TASK TO CARRY OUT
Extract the full set of records that follows, word for word.

===== EXERCISE MATERIAL

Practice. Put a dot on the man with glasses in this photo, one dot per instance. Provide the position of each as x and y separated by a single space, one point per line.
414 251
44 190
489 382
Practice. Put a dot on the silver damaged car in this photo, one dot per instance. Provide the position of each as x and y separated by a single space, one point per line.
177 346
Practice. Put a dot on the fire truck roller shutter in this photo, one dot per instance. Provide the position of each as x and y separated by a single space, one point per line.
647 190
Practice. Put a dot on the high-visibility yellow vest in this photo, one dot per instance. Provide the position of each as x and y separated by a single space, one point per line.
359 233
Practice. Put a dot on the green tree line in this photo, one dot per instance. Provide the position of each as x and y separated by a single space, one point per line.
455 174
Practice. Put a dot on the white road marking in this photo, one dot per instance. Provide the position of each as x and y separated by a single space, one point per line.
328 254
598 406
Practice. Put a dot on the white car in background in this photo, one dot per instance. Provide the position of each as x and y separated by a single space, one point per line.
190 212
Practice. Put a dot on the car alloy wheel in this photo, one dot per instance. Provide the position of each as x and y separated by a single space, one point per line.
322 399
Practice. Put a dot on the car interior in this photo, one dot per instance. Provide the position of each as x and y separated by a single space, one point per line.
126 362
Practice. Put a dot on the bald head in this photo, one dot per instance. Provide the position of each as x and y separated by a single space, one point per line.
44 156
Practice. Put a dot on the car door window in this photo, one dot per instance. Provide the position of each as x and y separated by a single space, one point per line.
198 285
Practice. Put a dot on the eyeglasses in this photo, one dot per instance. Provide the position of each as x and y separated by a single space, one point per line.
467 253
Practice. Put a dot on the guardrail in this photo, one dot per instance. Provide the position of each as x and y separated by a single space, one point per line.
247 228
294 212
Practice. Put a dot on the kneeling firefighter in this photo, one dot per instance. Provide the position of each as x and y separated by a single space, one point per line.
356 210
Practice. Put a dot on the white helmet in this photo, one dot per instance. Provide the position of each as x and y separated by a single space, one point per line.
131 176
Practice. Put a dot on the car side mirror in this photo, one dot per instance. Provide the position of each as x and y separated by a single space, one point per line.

==========

ANSWER IN FULL
Practice. Put a dot on the man with glasses in this photo, one dot per instance. Provide the position of each as x and y separated by a single space, one point per line.
414 251
44 190
489 382
Practice. Put a dot on the silver damaged car in this photo, one dot per instance. Provide the position of each as x and y separated by a single space, one point per line.
177 346
Practice. Put a dot on the fire truck roller shutter in this photo, one dot per instance. Provide the position of each as x and y separated by a single space, one point per line.
647 190
Practice. Put a dot on the high-visibility yellow vest in this photo, one dot per instance. Provide the position of each as x and y separated by a single space, one point per line.
359 233
Practice. Put a dot on the green tree line in this photo, one dot per instance. Provide the position of each as x and y separated by a single space, one point per line.
455 174
Practice. Put a dot on the white road marking in this photo, one dot per instance. Provide the position of each as x and y separated by a single space, one point per line.
328 254
598 406
Practice. Put a dot on the white car in background in this photo, one dot per instance. Provide the position of each as x and y separated by a single space, one point per line.
190 212
Practice. Put a dot on the car alloy wheel in this photo, one dot per instance. Provide the position of each as x and y separated by a single space, one point per line.
322 399
Practice. Put a dot on the car interior in this photo, one dot per instance. Provide the position of each as x and y separated by a single space, one point per line.
126 362
Practice. Put a dot on the bald head in this photo, one dot per instance. Provide the position of each as x and y separated by a single space, one point per line.
44 156
Practice. Put a dot on the car door window in this photo, one dot per instance. Provide the position of each as x and y separated by a single space, one point per line.
198 285
Practice. Put a dot on the eyeglasses in this photo, one dot per instance. Provide the position of each as x and y separated by a single space, one point per line.
467 253
Practice. Put a dot on the guardrail in this photo, one dot per instance. Provide the position of each as x and y separated by a single space, one point per line.
247 228
294 212
Practice. Put a dot on the kneeling firefighter in this photo, one dot per instance. Provide the position of each as x and y separated by a single space, one point per line.
356 210
Practice. Put a dot on the white helmet in this photo, one dot per instance. Provide the position of each as x and y separated by a single space, one point per line.
131 176
Practice. Put a dot on the car side mirror in this photo, one dot per instance. Provide the position of each as x and y separated by a single space, one point per line.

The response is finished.